Segmentation mask data:
──────────

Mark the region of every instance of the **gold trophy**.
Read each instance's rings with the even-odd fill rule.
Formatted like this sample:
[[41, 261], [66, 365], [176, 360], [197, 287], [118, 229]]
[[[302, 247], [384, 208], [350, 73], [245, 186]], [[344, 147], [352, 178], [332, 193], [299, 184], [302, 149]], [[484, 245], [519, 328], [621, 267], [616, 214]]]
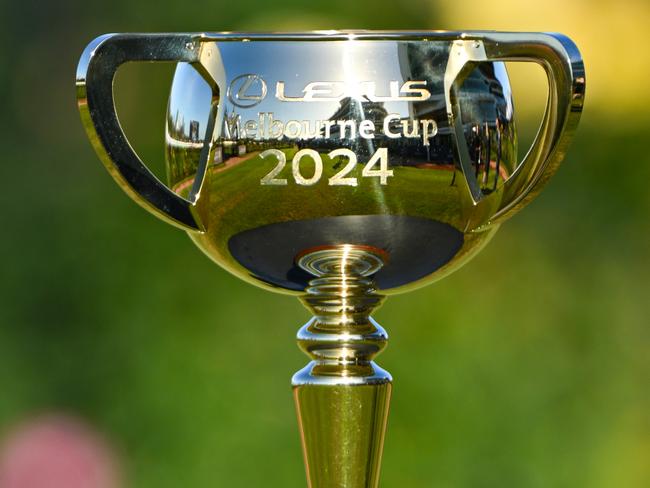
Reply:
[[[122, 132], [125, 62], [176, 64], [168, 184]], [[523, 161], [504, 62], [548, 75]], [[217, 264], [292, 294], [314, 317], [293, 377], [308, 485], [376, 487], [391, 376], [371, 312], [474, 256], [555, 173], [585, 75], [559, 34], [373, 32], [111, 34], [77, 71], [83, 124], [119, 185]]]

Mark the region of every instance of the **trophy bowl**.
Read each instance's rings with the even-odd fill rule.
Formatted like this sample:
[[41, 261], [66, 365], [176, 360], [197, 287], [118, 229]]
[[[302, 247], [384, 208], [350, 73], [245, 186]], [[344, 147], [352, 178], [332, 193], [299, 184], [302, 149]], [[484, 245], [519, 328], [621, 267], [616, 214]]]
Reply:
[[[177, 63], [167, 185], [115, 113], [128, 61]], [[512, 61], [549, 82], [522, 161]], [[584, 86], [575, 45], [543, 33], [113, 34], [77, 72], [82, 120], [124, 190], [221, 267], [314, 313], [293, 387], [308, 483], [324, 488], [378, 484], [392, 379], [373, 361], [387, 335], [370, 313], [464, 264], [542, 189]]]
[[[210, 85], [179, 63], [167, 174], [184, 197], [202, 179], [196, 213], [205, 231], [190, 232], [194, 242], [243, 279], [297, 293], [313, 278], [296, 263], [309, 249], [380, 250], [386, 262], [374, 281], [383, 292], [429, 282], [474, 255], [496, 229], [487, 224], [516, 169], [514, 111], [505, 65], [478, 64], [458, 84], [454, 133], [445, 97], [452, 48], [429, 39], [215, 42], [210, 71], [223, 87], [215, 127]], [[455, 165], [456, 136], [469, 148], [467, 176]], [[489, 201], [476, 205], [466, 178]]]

──────────

Problem requirements:
Please reproduce each entry above word for word and keep the pictures out of the copy.

Answer for the task:
Mark the region of every instance of the **gold trophy**.
Read each instance's rings with the even-odd fill rule.
Formatted like this sample:
[[41, 261], [66, 365], [176, 360], [197, 287], [118, 229]]
[[[302, 247], [384, 208], [350, 73], [245, 186]], [[344, 147], [352, 178], [332, 193], [299, 184], [302, 149]], [[484, 245], [519, 328], [621, 267], [616, 214]]]
Reply:
[[[122, 132], [125, 62], [176, 64], [168, 184]], [[523, 161], [504, 62], [548, 75]], [[217, 264], [292, 294], [314, 317], [293, 377], [308, 485], [376, 487], [391, 376], [371, 312], [474, 256], [555, 173], [585, 75], [559, 34], [373, 32], [111, 34], [77, 71], [83, 124], [119, 185]]]

Mark the region of every instance of the **trophy bowl**.
Read each instance's rings with the even-odd fill rule.
Formatted like this sample:
[[41, 261], [66, 365], [176, 360], [197, 287], [118, 229]]
[[[302, 247], [384, 208], [350, 73], [245, 186]], [[344, 147], [352, 178], [332, 193], [299, 184], [302, 149]], [[484, 245], [519, 328], [621, 267], [616, 214]]]
Reply:
[[[177, 63], [167, 185], [115, 113], [128, 61]], [[512, 61], [549, 82], [522, 161]], [[584, 86], [575, 45], [543, 33], [113, 34], [77, 72], [82, 120], [124, 190], [221, 267], [314, 313], [293, 387], [308, 483], [324, 488], [378, 484], [392, 379], [373, 361], [387, 335], [370, 313], [464, 264], [542, 189]]]
[[[210, 85], [179, 63], [167, 174], [184, 197], [202, 179], [196, 213], [205, 231], [190, 232], [194, 242], [243, 279], [297, 293], [313, 278], [296, 263], [309, 249], [380, 250], [386, 262], [374, 281], [383, 292], [429, 282], [474, 255], [496, 229], [487, 224], [516, 169], [514, 111], [505, 65], [478, 64], [458, 84], [454, 133], [445, 97], [452, 48], [429, 39], [215, 42], [210, 71], [223, 87], [215, 127]], [[455, 165], [456, 136], [469, 148], [467, 176]], [[489, 201], [476, 205], [466, 178]]]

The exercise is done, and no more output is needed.